Object location annotation data
---

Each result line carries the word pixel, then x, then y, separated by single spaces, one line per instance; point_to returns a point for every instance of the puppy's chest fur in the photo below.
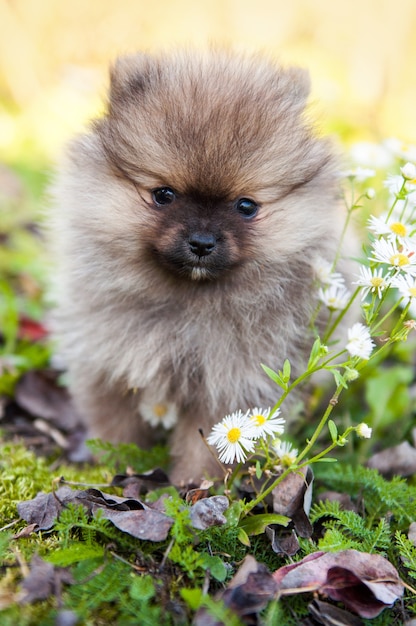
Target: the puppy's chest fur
pixel 204 349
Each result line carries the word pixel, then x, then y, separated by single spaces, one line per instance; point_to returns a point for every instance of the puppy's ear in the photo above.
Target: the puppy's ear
pixel 128 78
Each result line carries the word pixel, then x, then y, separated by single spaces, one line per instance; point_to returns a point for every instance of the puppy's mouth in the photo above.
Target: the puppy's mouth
pixel 199 257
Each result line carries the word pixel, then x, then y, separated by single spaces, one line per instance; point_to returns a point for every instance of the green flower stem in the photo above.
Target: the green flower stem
pixel 337 321
pixel 251 505
pixel 389 312
pixel 402 195
pixel 324 419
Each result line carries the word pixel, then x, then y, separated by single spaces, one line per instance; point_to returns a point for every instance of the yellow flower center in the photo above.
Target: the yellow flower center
pixel 234 435
pixel 377 281
pixel 398 229
pixel 399 260
pixel 258 419
pixel 160 410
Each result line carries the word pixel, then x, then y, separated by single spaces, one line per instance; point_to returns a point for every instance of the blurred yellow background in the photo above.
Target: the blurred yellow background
pixel 54 56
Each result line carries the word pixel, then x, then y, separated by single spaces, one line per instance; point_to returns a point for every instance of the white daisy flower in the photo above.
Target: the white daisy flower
pixel 394 183
pixel 324 273
pixel 285 452
pixel 398 257
pixel 359 341
pixel 335 297
pixel 233 437
pixel 392 227
pixel 406 285
pixel 363 431
pixel 372 281
pixel 264 424
pixel 400 149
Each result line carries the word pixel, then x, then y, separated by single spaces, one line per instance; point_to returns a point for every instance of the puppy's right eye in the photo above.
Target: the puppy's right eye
pixel 163 195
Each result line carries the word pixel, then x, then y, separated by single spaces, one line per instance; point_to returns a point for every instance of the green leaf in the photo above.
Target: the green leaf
pixel 142 588
pixel 315 353
pixel 256 524
pixel 192 597
pixel 233 513
pixel 215 565
pixel 243 537
pixel 275 377
pixel 286 370
pixel 333 430
pixel 259 471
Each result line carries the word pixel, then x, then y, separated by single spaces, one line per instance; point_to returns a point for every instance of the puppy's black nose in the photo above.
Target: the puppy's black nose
pixel 202 244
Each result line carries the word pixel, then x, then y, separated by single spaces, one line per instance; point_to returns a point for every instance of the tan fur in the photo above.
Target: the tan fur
pixel 214 128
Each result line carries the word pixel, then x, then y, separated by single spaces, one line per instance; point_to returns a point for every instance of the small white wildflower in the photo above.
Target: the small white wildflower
pixel 400 149
pixel 406 285
pixel 334 297
pixel 398 257
pixel 393 183
pixel 363 431
pixel 372 281
pixel 351 374
pixel 359 341
pixel 409 172
pixel 159 413
pixel 393 228
pixel 360 174
pixel 286 454
pixel 323 272
pixel 233 437
pixel 264 424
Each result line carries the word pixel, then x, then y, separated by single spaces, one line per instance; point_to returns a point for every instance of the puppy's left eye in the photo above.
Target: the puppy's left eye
pixel 163 195
pixel 246 207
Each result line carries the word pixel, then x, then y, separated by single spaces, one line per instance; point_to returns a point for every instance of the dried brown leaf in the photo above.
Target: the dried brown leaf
pixel 44 580
pixel 45 507
pixel 365 583
pixel 143 524
pixel 209 512
pixel 292 497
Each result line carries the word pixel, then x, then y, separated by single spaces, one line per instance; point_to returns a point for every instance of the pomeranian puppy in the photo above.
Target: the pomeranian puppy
pixel 187 223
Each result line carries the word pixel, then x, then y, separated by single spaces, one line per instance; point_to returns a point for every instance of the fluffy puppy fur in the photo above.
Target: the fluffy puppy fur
pixel 187 221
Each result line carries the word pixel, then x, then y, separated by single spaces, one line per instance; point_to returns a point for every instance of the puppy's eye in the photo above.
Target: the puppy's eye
pixel 163 195
pixel 248 208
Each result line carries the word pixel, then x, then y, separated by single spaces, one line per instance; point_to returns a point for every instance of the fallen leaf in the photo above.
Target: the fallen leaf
pixel 395 461
pixel 45 507
pixel 365 583
pixel 143 524
pixel 39 393
pixel 283 541
pixel 44 580
pixel 248 593
pixel 128 514
pixel 209 512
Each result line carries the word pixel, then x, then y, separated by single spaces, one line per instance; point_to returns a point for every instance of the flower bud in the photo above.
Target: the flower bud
pixel 363 431
pixel 408 171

---

_THE TASK_:
Return the rows from the line containing "puppy's eye in the photo above." through the end of the rows, both ends included, reproducing each line exactly.

_PROBLEM SOLUTION_:
Each result line carries the word pixel, then x, then y, separated by single spaces, one line per instance; point_to returns a point for every instance of the puppy's eye in the photo above.
Target: the puppy's eye
pixel 163 195
pixel 248 208
Each result line carries the word pixel, then x, then y, separated by single spaces, one line per instance; point_to returns a point for every instance of the fallen leaf in the photo above.
Target: the fallen leaf
pixel 395 461
pixel 45 507
pixel 365 583
pixel 143 524
pixel 39 393
pixel 283 541
pixel 44 580
pixel 248 593
pixel 128 514
pixel 209 512
Each result line carries the word pixel, then x, then y, separated by single spaces, one line per instance; point_to returns a point for every instance of the flower bud in the photo above.
Target: the flower bud
pixel 363 431
pixel 408 171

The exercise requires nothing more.